- _Short task_: Can you arrange the rows below as a two-column CSV headed instruction and coordinates, with one CSV line for each row? Put each row's text and its answer in a single quoted field, turn line breaks into spaces, and leave out the pictures.

— begin —

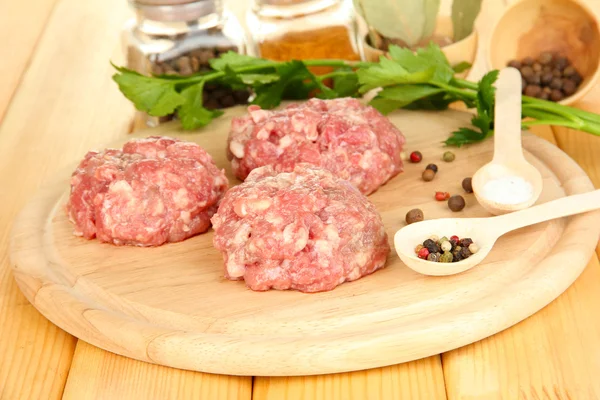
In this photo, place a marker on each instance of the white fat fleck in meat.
(361, 259)
(285, 141)
(234, 269)
(158, 209)
(324, 248)
(242, 234)
(237, 149)
(366, 159)
(350, 139)
(258, 115)
(185, 217)
(246, 206)
(181, 198)
(298, 235)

— end —

- _Solution_:
instruction,coordinates
"In this photo, place a marker on each instance of the white fat fleck in meat.","(361, 259) (285, 141) (234, 269) (158, 209) (324, 248) (242, 234) (237, 149) (366, 159) (350, 139) (258, 115) (185, 217) (246, 206) (181, 198) (298, 235)"